The Alcohol Licensing Department from Lincolnshire Police submitted paperwork for a Licence Review Hearing due to ongoing problems with Boston Corner Shop, West Street, continually selling foreign labelled medicines over a two year period.

On Thursday 22th January 2015 a hearing was held in front of the Boston District Council Licensing Sub-Committee. After hearing all the evidence they agreed with the police that the premises had been actively involved in the illegal sale of foreign labelled medicines. Because of this they believed they were failing to promote the licensing objectives and their Licence was revoked. The Committee also removed Mr Martynas Ginevicius from holding the position of Designated Premises Supervisor, as they had no confidence in his ability to perform this role.

There is a 21 day appeal process; if no appeal is submitted then the revocation comes into action.

Over a two year period the store were visited in joint operations by Lincolnshire Police and the Medicines and HealthCare Products Regulatory Agency on three occasions. On every visit they were found to be selling Foreign Labelled Medicines. Despite the best efforts of both agencies to educate the premises to the dangers of selling medicines in this way, they continued to stock and sell these products.

Sergeant Kim Enderby from Lincolnshire Police’s Alcohol Licensing Department said, “This is an excellent result, justifying the hard work of all the agencies involved. Hopefully it sends a strong message to those involved in criminality of this type. Selling foreign labelled medicines is a criminal offence and presents a real danger to members of the local community. Whether you are English and unable to read Latvian instructions or Polish unable to do the same, the risk is to everyone . Particularly worrying was that this store was stocking prescription only medicines, which would normally only be available from a Chemist. These medicines are stronger and liable to have more dangerous side effects, hence they are controlled by stricter regulations. Repeated attempts to work with the store to educate them to the inherent dangers of this activity failed and left us with no choice but seek to review the Premises Licence. We remain committed to the disruption, investigation and prosecution of all criminal behaviour being conducted on our Licensed Premises”.

• _Data shown_:
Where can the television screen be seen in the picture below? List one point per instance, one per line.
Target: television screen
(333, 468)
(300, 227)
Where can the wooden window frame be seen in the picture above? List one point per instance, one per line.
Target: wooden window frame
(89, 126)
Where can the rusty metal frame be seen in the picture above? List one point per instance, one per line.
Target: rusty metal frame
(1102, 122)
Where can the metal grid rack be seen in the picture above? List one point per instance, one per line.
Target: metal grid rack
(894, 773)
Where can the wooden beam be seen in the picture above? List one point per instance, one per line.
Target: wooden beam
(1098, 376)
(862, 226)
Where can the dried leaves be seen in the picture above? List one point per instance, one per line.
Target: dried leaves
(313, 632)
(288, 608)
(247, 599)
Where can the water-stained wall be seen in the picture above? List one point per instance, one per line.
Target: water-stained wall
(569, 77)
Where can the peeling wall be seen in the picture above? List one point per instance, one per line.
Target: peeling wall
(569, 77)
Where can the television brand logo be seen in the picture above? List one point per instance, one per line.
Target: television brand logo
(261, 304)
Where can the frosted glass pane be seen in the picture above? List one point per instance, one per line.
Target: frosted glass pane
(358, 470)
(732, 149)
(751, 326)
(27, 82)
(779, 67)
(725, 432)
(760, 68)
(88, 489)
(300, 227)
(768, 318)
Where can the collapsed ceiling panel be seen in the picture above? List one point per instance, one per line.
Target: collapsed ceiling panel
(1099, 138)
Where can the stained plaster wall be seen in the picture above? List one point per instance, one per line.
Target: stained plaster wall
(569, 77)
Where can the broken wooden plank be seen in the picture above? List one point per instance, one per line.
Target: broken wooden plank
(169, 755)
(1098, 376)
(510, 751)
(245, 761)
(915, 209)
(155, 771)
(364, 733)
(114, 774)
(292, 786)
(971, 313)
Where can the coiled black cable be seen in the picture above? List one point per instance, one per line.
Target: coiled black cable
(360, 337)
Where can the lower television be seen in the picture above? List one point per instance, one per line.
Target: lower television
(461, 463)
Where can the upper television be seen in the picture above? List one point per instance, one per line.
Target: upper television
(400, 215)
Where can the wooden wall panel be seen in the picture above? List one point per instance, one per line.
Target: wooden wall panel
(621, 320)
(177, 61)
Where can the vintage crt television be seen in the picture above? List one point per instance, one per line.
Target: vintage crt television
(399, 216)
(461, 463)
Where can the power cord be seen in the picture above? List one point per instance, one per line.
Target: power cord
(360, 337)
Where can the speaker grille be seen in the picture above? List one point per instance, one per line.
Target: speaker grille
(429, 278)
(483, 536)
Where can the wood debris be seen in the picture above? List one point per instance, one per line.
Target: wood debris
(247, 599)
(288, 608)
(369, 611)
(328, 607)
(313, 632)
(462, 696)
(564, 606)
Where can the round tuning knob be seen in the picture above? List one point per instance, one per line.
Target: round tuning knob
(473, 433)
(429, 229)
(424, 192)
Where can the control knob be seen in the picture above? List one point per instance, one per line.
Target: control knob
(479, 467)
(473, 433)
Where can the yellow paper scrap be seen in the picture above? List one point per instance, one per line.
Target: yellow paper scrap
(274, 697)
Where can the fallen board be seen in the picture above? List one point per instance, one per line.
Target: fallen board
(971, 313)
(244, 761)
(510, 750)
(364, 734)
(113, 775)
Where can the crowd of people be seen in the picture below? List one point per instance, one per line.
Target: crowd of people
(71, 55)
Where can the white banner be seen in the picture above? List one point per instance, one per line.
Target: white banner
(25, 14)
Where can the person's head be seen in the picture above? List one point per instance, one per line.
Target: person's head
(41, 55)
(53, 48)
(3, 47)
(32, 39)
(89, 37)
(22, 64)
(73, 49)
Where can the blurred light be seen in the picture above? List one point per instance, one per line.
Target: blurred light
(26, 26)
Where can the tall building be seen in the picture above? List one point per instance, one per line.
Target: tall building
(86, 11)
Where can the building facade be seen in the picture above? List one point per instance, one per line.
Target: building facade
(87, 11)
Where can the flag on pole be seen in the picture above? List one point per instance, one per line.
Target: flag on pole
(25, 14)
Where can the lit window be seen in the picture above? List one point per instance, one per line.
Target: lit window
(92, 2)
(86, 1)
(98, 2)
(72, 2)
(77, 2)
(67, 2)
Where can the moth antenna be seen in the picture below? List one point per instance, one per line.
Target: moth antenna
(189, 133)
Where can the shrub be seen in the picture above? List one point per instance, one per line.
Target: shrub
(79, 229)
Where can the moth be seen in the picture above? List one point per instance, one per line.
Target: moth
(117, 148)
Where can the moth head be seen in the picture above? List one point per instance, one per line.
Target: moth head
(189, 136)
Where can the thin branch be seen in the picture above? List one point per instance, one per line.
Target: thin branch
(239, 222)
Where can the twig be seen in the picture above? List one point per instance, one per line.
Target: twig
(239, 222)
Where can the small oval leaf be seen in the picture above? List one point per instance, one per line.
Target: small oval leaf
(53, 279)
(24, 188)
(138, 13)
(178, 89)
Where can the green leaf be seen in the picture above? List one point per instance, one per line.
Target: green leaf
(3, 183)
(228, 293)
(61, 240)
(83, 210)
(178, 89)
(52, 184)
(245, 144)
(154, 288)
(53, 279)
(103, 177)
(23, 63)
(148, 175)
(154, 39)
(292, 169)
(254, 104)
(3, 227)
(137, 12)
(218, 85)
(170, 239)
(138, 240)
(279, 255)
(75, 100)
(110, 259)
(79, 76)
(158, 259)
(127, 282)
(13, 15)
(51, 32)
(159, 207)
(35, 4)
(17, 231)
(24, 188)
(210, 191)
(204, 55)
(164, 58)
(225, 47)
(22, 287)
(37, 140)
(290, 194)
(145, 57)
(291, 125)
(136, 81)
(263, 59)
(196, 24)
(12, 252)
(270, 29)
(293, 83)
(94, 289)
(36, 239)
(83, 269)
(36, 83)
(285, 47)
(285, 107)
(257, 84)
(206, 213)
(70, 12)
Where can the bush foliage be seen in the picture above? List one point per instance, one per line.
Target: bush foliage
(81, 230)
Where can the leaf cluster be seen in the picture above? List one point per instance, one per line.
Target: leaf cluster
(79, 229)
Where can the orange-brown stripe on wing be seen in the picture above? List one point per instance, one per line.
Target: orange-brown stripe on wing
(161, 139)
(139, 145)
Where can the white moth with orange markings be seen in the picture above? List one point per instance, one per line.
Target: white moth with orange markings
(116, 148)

• _Task prompt_: Translate this sentence from the text about the Boston Corner Shop licence hearing into Spanish: "Selling foreign labelled medicines is a criminal offence and presents a real danger to members of the local community."

• _Reply to the task_: Vender medicamentos con etiquetado extranjero es un delito penal y representa un peligro real para los miembros de la comunidad local.